Identify every line in the data that contains the word "textured" and copy each such line.

───── Provided data

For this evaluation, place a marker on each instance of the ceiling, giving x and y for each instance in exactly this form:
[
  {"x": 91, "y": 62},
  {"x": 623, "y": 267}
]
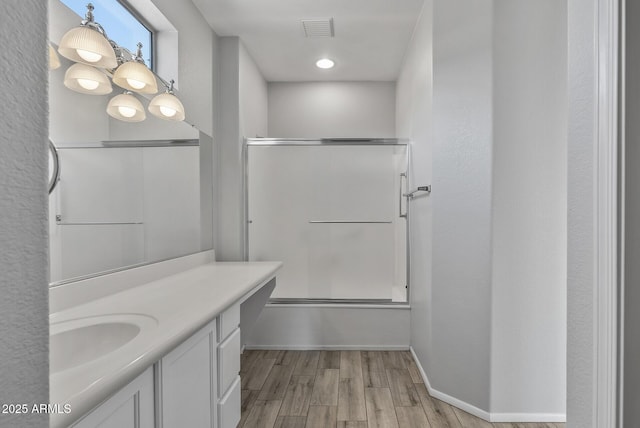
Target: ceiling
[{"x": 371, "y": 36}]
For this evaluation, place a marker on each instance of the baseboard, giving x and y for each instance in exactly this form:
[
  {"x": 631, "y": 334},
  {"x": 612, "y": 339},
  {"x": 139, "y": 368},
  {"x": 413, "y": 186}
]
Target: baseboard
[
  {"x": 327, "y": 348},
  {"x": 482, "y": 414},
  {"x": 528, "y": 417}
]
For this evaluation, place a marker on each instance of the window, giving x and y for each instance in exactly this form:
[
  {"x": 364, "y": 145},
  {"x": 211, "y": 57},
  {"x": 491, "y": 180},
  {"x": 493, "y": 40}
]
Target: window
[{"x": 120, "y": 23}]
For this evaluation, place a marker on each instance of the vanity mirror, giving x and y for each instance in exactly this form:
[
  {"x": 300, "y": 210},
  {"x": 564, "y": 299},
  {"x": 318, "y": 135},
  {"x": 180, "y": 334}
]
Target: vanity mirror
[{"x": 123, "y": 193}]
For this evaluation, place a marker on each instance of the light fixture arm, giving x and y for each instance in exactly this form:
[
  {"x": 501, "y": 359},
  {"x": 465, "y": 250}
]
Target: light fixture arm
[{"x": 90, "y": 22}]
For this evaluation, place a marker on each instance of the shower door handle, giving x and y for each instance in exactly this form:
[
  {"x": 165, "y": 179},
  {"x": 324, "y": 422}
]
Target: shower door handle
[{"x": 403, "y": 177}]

──────────
───── Provided data

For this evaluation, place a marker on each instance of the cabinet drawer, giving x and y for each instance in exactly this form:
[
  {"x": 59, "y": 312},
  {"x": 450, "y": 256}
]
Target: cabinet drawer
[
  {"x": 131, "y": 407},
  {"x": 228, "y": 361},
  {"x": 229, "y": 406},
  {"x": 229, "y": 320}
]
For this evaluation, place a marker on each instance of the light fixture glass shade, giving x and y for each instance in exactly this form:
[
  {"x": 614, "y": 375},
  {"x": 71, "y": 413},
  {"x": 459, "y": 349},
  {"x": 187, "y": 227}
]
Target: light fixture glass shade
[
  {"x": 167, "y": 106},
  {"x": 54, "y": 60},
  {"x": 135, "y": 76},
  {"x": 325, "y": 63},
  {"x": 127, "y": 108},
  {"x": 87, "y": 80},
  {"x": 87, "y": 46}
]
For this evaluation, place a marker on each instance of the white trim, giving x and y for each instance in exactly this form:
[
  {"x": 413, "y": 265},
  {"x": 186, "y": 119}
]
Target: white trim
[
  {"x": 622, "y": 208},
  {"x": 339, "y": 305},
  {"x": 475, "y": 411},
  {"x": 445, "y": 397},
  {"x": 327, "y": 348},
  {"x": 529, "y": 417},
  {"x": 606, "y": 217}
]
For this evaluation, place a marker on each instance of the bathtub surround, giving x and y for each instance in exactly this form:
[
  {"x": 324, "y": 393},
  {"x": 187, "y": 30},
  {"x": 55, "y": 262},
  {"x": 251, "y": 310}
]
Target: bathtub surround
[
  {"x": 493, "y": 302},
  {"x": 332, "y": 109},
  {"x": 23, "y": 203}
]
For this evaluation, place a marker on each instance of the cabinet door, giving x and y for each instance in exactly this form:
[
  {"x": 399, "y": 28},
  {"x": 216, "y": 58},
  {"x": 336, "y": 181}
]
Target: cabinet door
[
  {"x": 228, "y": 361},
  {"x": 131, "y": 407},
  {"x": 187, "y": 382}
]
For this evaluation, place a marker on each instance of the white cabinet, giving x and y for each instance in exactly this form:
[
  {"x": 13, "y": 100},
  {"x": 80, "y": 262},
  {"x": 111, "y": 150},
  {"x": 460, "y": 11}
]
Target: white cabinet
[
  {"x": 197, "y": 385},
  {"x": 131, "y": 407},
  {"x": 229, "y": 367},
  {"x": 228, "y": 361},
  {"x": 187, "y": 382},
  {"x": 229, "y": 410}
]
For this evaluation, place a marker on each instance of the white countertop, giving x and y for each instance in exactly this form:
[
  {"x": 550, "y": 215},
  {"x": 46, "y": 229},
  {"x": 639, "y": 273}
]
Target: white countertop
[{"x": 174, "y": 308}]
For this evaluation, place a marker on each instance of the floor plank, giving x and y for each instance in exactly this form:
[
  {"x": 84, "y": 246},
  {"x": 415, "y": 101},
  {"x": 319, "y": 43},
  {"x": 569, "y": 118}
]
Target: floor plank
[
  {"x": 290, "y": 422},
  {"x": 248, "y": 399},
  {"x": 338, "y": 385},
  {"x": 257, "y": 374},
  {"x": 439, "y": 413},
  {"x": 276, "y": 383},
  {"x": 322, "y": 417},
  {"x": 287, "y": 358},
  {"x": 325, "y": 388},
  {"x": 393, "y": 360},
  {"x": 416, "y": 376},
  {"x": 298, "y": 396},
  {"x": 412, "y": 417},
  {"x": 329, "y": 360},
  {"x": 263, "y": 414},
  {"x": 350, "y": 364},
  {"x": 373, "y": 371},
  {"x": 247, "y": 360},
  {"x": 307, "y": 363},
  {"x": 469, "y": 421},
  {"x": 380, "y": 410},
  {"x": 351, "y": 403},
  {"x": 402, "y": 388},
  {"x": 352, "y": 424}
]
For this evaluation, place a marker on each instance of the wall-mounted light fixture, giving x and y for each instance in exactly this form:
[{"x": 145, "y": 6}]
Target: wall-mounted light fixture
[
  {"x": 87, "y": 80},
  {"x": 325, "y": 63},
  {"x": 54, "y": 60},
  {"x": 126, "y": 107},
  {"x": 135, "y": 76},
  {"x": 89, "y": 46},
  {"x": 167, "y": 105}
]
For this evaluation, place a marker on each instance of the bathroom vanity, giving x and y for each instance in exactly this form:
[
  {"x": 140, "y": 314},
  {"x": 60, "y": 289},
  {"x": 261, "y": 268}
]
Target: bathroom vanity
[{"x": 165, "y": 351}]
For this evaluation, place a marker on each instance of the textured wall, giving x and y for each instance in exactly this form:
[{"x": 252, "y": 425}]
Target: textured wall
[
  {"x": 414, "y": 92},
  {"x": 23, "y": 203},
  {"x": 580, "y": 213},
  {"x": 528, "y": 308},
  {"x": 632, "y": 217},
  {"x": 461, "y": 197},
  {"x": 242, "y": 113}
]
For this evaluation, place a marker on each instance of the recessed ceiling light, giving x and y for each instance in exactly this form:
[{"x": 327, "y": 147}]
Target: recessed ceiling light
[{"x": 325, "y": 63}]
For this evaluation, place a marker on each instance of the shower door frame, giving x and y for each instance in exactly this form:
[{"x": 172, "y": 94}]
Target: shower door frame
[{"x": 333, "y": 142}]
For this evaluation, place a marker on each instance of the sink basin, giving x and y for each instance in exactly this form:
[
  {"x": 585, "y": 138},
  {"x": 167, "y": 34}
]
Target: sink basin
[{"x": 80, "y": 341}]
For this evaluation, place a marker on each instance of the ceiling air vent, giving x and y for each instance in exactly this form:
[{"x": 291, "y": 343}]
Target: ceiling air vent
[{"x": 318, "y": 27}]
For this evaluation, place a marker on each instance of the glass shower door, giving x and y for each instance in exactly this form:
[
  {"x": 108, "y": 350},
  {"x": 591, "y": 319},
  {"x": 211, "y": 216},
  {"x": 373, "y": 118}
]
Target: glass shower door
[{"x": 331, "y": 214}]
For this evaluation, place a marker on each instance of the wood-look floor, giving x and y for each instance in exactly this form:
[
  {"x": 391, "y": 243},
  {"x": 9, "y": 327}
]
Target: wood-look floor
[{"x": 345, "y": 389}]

──────────

### Result of the task
For this evaluation, place a marker on each instance of the textured wall, giving x and y for each instance in exactly this form:
Target: textured wall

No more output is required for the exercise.